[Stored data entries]
+===+

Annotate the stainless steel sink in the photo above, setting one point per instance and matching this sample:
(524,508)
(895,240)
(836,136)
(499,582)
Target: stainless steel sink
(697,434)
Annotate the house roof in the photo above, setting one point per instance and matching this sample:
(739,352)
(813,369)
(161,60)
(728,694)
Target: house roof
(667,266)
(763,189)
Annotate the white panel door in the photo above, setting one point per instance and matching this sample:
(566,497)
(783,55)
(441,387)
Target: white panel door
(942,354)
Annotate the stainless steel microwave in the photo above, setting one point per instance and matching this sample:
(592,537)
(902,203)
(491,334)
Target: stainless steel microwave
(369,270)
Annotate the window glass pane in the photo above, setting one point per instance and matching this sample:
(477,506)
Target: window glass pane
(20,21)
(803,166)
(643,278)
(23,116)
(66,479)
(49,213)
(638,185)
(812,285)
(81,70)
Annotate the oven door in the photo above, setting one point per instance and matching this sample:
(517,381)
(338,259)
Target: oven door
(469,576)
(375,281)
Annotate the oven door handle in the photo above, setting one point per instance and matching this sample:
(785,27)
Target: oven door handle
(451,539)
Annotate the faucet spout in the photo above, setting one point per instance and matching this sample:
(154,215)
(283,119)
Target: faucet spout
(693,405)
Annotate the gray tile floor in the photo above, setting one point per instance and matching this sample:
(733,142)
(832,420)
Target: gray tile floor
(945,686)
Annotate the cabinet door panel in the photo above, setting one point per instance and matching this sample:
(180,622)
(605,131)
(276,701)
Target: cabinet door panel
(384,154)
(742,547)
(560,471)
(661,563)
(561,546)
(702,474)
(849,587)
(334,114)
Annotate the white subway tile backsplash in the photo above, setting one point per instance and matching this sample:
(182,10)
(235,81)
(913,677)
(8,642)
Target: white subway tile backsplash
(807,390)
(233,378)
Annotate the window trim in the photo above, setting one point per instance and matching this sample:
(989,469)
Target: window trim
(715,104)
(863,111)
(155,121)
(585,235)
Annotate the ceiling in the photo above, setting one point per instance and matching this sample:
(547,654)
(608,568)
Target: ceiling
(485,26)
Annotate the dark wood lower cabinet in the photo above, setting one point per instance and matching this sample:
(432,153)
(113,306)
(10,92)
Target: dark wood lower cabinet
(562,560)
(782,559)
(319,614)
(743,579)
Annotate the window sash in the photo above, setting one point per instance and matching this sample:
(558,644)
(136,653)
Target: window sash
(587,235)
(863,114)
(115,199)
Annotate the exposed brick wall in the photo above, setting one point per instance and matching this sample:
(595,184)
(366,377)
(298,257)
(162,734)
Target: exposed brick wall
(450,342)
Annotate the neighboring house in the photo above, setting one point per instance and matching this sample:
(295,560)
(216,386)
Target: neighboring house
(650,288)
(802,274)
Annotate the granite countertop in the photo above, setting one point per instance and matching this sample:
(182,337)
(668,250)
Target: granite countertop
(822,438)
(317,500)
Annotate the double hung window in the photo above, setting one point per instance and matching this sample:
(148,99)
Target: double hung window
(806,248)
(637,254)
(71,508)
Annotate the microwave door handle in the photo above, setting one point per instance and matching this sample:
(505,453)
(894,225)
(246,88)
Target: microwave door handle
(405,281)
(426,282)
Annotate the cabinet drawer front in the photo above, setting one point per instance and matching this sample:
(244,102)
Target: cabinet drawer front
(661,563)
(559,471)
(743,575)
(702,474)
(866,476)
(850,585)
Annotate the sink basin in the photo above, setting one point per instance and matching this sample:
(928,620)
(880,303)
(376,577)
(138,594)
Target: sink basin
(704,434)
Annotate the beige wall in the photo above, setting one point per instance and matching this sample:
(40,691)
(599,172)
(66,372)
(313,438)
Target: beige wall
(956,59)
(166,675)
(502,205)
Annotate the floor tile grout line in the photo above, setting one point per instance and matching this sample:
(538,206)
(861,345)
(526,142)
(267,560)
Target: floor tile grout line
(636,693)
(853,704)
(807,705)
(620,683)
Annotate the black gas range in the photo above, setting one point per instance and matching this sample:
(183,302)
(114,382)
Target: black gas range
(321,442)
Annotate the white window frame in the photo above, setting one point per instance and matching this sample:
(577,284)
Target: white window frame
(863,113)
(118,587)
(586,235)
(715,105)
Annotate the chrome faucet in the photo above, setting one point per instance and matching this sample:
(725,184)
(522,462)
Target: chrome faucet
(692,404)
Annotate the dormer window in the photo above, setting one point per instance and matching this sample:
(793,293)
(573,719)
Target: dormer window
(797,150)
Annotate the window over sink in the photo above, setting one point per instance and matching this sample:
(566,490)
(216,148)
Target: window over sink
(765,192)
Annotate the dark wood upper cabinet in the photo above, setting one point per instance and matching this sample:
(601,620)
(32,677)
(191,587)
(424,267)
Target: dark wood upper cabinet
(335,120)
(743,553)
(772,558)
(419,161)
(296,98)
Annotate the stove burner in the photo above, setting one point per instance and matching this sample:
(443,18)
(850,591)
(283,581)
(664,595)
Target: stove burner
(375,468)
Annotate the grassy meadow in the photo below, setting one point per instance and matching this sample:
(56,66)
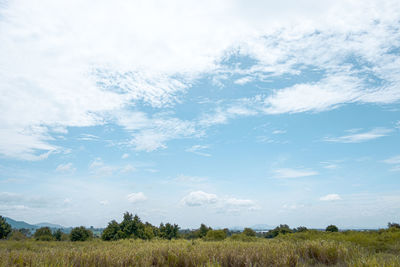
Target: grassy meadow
(310,248)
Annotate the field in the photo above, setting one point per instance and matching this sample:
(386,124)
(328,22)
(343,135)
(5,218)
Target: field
(310,248)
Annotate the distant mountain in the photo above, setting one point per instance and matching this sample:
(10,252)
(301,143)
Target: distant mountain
(20,224)
(262,227)
(51,225)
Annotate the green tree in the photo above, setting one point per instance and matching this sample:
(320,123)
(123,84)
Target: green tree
(112,231)
(393,225)
(17,235)
(249,232)
(279,230)
(58,235)
(43,234)
(5,228)
(300,229)
(80,234)
(169,231)
(215,235)
(332,228)
(203,230)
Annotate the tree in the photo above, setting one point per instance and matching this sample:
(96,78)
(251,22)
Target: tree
(215,235)
(203,230)
(112,231)
(279,230)
(58,235)
(80,234)
(43,234)
(249,232)
(5,228)
(169,231)
(332,228)
(393,225)
(300,229)
(17,235)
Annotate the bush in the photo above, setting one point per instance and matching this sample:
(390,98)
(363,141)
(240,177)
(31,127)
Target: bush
(332,228)
(17,235)
(242,237)
(43,234)
(215,235)
(80,234)
(5,228)
(249,232)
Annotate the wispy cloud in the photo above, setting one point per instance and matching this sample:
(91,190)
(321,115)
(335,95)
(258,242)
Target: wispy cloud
(199,150)
(293,173)
(67,167)
(360,136)
(330,197)
(394,161)
(136,197)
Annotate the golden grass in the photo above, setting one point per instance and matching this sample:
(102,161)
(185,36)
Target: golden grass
(263,252)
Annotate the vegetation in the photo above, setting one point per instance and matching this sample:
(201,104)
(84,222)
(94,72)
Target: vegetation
(78,234)
(134,243)
(332,228)
(5,228)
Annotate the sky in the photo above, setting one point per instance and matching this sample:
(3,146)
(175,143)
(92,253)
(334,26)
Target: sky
(228,113)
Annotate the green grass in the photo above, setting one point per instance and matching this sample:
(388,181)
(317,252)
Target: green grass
(301,249)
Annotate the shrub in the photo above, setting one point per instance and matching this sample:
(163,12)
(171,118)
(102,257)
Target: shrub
(17,235)
(242,237)
(215,235)
(43,234)
(5,228)
(249,232)
(332,228)
(80,234)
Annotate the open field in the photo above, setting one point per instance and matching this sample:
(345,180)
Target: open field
(300,249)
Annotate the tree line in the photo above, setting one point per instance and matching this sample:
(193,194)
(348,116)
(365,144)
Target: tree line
(132,227)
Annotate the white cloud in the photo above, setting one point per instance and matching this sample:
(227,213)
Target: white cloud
(136,197)
(293,173)
(220,204)
(104,202)
(198,150)
(330,197)
(199,198)
(393,161)
(98,168)
(189,179)
(62,67)
(67,167)
(360,137)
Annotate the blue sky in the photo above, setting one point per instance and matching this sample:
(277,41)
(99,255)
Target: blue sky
(229,114)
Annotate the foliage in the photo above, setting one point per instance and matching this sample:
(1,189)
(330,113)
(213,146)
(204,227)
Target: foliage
(17,235)
(300,229)
(168,231)
(279,230)
(80,234)
(243,238)
(332,228)
(215,235)
(132,227)
(393,225)
(5,228)
(281,251)
(249,232)
(58,235)
(43,234)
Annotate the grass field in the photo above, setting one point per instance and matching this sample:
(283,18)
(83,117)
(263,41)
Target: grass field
(310,248)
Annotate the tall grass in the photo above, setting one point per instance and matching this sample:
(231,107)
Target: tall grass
(262,252)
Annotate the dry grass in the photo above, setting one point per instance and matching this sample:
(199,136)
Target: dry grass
(191,253)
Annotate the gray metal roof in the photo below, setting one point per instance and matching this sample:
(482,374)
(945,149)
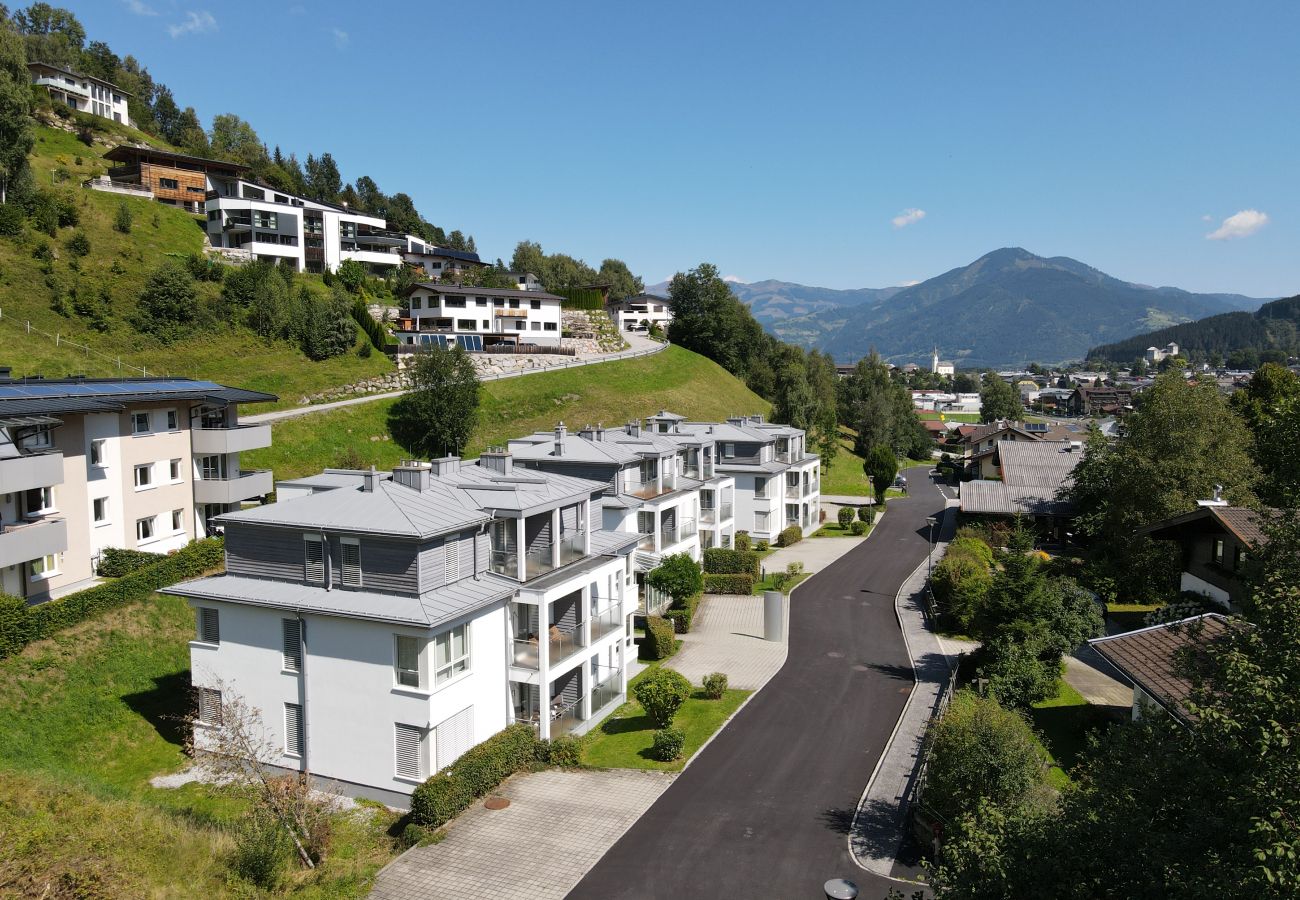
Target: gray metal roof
(430,609)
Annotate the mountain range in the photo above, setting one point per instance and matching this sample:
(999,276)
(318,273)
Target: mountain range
(1009,307)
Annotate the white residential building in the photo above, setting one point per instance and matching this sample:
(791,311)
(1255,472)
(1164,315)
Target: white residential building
(83,92)
(382,624)
(479,317)
(138,463)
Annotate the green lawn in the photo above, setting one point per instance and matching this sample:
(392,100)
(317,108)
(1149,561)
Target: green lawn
(89,717)
(609,393)
(624,739)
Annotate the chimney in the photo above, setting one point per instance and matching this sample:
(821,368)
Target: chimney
(497,459)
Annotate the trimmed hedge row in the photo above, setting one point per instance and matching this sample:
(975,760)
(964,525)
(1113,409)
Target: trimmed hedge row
(115,562)
(661,639)
(683,617)
(441,797)
(724,561)
(20,624)
(729,584)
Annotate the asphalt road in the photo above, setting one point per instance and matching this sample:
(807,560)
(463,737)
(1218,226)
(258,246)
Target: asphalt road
(766,809)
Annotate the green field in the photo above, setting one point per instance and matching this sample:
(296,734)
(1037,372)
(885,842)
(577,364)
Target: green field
(230,354)
(89,717)
(609,393)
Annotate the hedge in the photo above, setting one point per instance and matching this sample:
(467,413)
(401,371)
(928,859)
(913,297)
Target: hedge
(115,562)
(684,614)
(729,584)
(17,628)
(659,641)
(441,797)
(722,561)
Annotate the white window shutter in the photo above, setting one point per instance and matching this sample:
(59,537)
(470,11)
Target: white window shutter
(293,644)
(407,743)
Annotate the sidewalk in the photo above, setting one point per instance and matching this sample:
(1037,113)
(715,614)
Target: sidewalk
(880,823)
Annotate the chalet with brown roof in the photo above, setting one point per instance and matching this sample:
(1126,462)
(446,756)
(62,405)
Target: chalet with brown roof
(1216,541)
(1156,661)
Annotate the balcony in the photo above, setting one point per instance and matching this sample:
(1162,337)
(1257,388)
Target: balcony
(37,470)
(234,488)
(33,540)
(229,438)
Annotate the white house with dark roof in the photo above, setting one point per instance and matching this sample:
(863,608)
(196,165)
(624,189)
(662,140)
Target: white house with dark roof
(385,623)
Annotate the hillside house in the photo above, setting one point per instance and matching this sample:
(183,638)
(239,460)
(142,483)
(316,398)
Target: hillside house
(386,622)
(137,463)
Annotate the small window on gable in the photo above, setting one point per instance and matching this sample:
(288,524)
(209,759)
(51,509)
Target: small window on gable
(351,549)
(313,558)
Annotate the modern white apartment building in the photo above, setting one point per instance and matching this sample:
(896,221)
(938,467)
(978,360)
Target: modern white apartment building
(139,463)
(85,92)
(385,623)
(479,317)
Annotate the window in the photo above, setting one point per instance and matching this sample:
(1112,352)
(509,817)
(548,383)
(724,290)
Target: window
(410,757)
(313,558)
(291,644)
(451,654)
(351,549)
(209,706)
(406,661)
(293,730)
(44,566)
(209,624)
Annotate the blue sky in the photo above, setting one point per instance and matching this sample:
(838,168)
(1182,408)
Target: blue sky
(794,141)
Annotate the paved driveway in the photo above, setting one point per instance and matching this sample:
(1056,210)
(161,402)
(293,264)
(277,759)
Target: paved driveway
(766,808)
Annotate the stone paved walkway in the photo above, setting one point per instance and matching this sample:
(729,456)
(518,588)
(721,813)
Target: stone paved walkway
(555,829)
(727,637)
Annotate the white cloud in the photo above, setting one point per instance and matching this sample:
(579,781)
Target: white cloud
(908,217)
(1239,225)
(195,22)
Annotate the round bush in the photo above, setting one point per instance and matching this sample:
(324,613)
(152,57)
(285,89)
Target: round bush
(662,693)
(667,744)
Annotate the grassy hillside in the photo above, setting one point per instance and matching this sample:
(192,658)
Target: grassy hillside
(610,393)
(109,280)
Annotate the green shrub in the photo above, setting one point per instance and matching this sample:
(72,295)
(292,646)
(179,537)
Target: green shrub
(115,562)
(661,693)
(683,615)
(722,561)
(667,744)
(659,641)
(44,619)
(441,797)
(729,584)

+===+

◆ **Exercise prompt**
Look for the word "below" in every line of the records. State how many lines contain it, and write only the number.

◆ **Task output**
2